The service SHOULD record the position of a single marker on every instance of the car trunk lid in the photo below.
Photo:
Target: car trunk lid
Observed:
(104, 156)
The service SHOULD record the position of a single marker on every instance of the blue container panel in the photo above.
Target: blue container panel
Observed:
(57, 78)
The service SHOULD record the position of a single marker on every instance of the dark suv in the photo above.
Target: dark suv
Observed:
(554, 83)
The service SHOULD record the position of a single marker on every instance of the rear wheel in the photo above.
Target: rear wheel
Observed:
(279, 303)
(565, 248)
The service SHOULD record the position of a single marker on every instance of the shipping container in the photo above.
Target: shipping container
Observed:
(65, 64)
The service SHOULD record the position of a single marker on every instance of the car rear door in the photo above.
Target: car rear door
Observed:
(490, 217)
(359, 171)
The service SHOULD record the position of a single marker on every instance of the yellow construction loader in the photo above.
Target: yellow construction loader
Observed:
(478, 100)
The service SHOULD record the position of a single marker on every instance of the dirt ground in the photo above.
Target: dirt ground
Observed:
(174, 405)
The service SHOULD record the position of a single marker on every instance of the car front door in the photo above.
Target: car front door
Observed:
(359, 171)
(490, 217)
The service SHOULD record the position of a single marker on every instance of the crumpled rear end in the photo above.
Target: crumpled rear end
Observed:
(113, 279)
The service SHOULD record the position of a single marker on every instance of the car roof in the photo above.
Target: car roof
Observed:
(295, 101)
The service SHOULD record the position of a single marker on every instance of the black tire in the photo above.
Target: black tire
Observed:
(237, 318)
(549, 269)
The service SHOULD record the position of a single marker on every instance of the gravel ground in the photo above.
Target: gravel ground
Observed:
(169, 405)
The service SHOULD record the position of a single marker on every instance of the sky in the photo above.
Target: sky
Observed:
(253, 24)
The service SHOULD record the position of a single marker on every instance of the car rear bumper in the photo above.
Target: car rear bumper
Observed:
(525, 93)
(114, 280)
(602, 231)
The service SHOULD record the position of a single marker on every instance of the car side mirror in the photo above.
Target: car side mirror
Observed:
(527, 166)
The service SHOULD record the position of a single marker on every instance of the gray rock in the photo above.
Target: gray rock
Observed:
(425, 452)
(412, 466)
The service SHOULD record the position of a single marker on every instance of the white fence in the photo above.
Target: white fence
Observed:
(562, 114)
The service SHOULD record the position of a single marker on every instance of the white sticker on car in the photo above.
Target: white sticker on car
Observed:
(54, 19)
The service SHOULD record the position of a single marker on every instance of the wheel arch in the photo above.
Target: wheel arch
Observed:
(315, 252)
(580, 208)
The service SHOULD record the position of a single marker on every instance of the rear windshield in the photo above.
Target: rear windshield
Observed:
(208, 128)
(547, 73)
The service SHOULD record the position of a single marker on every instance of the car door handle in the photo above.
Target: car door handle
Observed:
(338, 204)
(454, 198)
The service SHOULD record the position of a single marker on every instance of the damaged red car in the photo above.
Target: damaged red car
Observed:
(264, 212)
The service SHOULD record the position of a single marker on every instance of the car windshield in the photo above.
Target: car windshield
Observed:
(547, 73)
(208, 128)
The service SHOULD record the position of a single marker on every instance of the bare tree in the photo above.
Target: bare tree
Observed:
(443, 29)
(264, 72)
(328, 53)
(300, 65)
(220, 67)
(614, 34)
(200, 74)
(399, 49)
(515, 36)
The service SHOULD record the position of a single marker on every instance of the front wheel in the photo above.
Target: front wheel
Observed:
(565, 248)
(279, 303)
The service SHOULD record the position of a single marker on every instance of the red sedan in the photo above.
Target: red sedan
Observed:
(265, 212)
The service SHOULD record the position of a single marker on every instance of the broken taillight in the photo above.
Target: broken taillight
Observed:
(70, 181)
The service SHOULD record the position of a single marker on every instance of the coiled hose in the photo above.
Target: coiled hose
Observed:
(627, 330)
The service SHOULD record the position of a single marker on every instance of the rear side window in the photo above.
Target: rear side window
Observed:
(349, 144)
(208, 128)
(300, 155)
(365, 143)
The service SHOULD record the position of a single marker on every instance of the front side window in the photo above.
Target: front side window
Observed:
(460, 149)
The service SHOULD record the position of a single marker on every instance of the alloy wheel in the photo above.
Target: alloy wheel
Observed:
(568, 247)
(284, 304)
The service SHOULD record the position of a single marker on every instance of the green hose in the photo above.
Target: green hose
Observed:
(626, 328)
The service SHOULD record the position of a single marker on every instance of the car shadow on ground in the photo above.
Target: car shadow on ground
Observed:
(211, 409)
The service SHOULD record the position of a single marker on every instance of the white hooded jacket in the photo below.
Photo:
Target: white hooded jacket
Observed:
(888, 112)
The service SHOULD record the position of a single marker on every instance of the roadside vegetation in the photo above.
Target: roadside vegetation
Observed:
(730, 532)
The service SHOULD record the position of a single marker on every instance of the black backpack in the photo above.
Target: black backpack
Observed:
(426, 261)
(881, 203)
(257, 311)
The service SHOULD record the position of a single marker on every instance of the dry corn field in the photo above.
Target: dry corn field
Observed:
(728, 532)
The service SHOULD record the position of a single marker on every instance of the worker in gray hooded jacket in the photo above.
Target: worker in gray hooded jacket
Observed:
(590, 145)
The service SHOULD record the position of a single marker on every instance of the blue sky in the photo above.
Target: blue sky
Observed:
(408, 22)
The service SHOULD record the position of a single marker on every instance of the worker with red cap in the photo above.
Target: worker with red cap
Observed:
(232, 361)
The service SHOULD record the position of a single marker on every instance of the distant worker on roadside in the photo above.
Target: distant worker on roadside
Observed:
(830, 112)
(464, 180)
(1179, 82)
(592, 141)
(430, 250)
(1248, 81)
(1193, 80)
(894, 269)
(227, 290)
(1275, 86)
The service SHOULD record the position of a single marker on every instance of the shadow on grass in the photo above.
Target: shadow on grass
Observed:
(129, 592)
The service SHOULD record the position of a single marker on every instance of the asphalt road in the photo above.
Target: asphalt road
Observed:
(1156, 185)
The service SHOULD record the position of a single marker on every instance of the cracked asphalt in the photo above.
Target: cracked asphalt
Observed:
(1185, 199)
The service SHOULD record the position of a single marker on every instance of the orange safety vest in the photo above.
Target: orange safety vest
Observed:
————
= Activity =
Copy the line containing "Target: cracked asphalt" and every line after it, through the last line of the records. Include nothing else.

= Reply =
Target: cracked asphalt
Observed:
(1185, 199)
The service SHOULD record the position of a single marker on every instance of the orange safety vest in the photo above.
Target: orange safety vest
Observed:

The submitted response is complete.